- **TEXT EXCERPT**:
■ ■ ■

$1.3 million in 15 minutes, who always makes a profit?

CN
5 hours ago

This article is reprinted with permission from Bitpush, and the copyright belongs to the original author.

In the week when Bitcoin fell below $82,000 and market risk appetite rapidly cooled, the Base ecosystem welcomed a not-so-bustling yet controversial experiment.

Jesse Pollak, the head of Base, launched a creator token named $jesse, aiming to explore whether the "creator economy can form a new value mechanism on-chain."

However, the heat of discussion in the market still came from familiar figures: two on-chain sniper bots were the first to complete the entire process of building positions and selling off.

The original intention of JESSE: to turn "personal brand value" into a collectively owned asset.

This is not Pollak's first controversy over issuing tokens. Since April 2025, he has been continuously conducting "content token" experiments on his personal and Base's official Zora accounts:

On April 17, 2025: The official Base account tweeted "Base is for everyone," which was automatically minted into the $BASE token, with a market cap plummeting from $16.9 million to $1.3 million within two hours, a drop of 92%. Pollak later admitted to personally approving the post, calling it an "experiment," but it still raised questions of market manipulation.

He subsequently minted daily tweets into tokens in bulk. Statistics show that 40% of the minted content tokens fell by over 90%, with only three appreciating in value.

While promoting content tokens, Pollak also attempted to build a narrative system of "content tokens - creator tokens" on Zora. He repeatedly explored a core question: Can the influence, attention, and works of creators form a more direct and sustainable value cycle on-chain?

According to his vision, the path is very clear: creators will tokenize their personal brands, fans will become "stakeholders" by holding tokens, and creators will use this income to support their creations, thus forming a closed loop.

Pollak repeatedly emphasized that $JESSE is a "cultural experiment," not an investment product—sounding more like an artistic act or social test rather than financial speculation.

However, on-chain trading mechanisms do not change rules due to idealism. Once the experiment starts, it falls into a system that is far more intricate and ruthless than the designers imagined.

Sniper bots made $1.3 million in 15 minutes.

The issuance method of JESSE adopted a "one-time liquidity injection" model:

Total supply of 1 billion tokens;

Of which 500 million were directly injected into the liquidity pool;

But within the block where the injection occurred, 260 million were instantly swept away by two snipers.

According to Arkham Intelligence data, these two snipers ultimately profited:

$707,700

$619,600

Totaling over $1.3 million.

One wallet's operation was particularly typical:

Spent about 67 ETH ($191,000) to buy 7.6% of the supply;

Paid over $44,000 in priority fees to gain ordering advantage;

After a short-term spike, sold everything, rapidly increasing 67 ETH to 303 ETH, making over $600,000 in profit within minutes.

This is a "run and win" structure:

By the time ordinary users see the price chart, the profits have already been extracted.

The core reason for this outcome lies in the flashblocks mechanism that Base launched in July.

Nominally, Base produces a block every two seconds; however, internally, these two seconds are split into multiple micro-blocks of around 200 milliseconds. Whoever can grab the first micro-block almost holds the key to "risk-free arbitrage."

■ ■ ■

- **DATASET EXTRACT**:
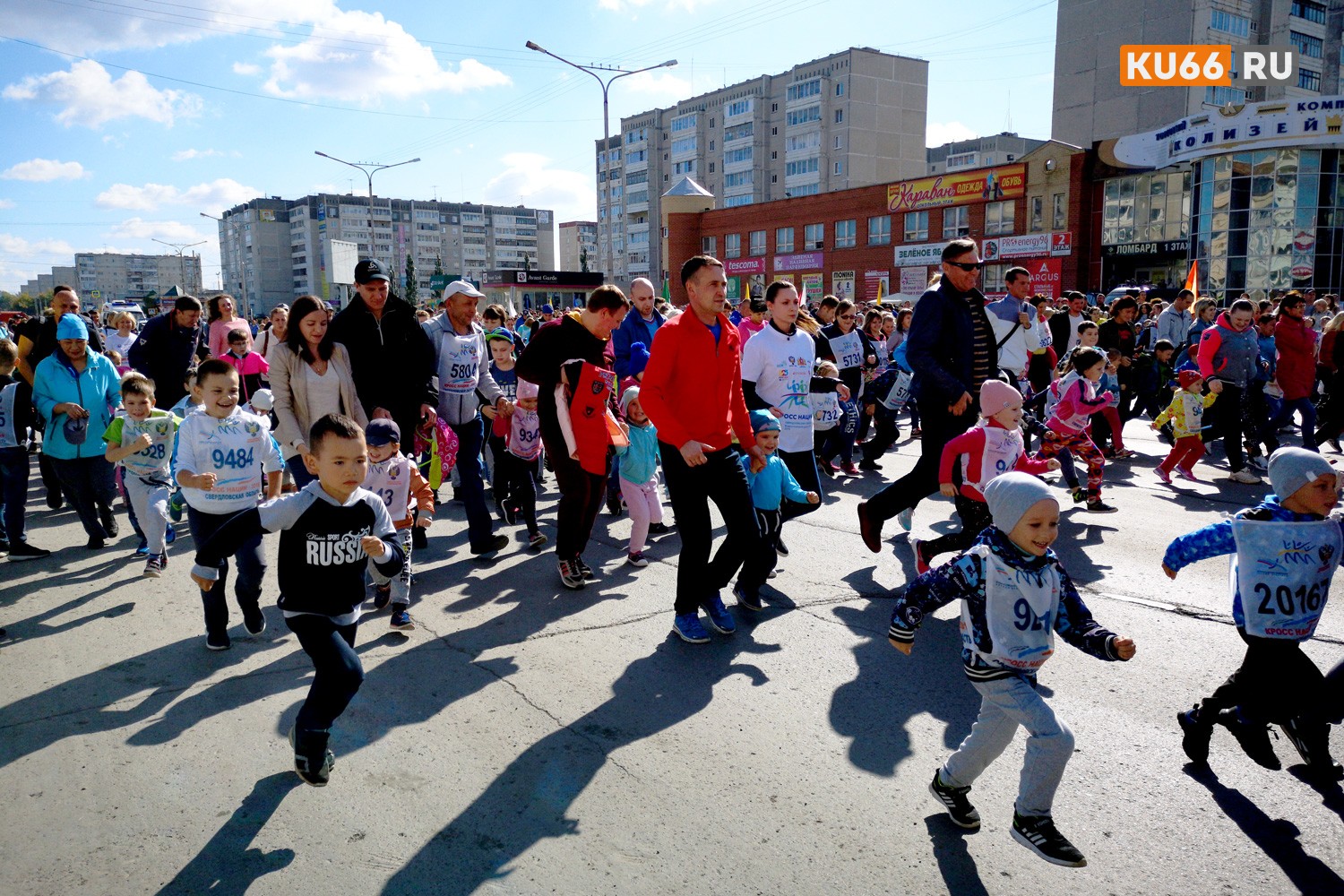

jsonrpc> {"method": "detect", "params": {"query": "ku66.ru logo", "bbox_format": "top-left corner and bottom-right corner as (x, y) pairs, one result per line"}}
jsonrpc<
(1120, 43), (1297, 87)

■ ■ ■

- **WRITTEN TASKS**:
#1 Answer these questions from the $JESSE token article, one line each, marked to match:
(a) Within two hours, what did the market cap of the $BASE token fall to?
(b) How many tokens went directly into the liquidity pool?
(c) About how long is each micro-block in Base's flashblocks mechanism?
#2 Does each statement below agree with the $JESSE token article? Answer yes or no, and quote the words from the article that decide it.
(a) Pollak presented $JESSE as an investment product.
(b) By Arkham Intelligence data, the two snipers together profited more than $1.3 million.
(c) Base launched the flashblocks mechanism in April.
#3 Continue the $JESSE token article from its final sentence.

- **RESULTS FOR THE EXERCISE**:
#1
(a) $1.3 million
(b) 500 million
(c) Around 200 milliseconds

#2
(a) No: "not an investment product"
(b) Yes: "Totaling over $1.3 million."
(c) No: "the flashblocks mechanism that Base launched in July"

#3
In this structure, sniping is no longer a technical game but a competition around "speed + fees." Bots listen to contracts in advance, and once they detect liquidity injection, they place orders instantly;

Transactions bypass the public mempool and go directly to the sequencer through private channels;

Finally, they use high priority fees to seize ordering. A 200-millisecond difference can determine profits of hundreds of thousands of dollars, while ordinary users haven't even finished loading the price chart.

This is the natural tilt brought by the flashblocks structure—runners have an absolute advantage, while ordinary participants are excluded from the profit range.

Some community users sharply pointed out: the project team closed the personal profile access interface on the website within the first minute of JESSE's launch (possibly to prevent bots from automatically scraping information).

However, this measure may have backfired: ordinary users needed this interface to obtain the contract address from the official website to make purchases, while advanced snipers operated directly at the smart contract level, not needing to go through the website front end. The result is that this measure only hindered ordinary users and reduced competition for snipers.

Earlier this year, the BASE token minted by Zora also plummeted 90% from its peak within minutes of launch. Now, with JESSE being sniped again, it inevitably raises doubts: can the experiment of creator tokens truly escape the shadow of arbitrage machines?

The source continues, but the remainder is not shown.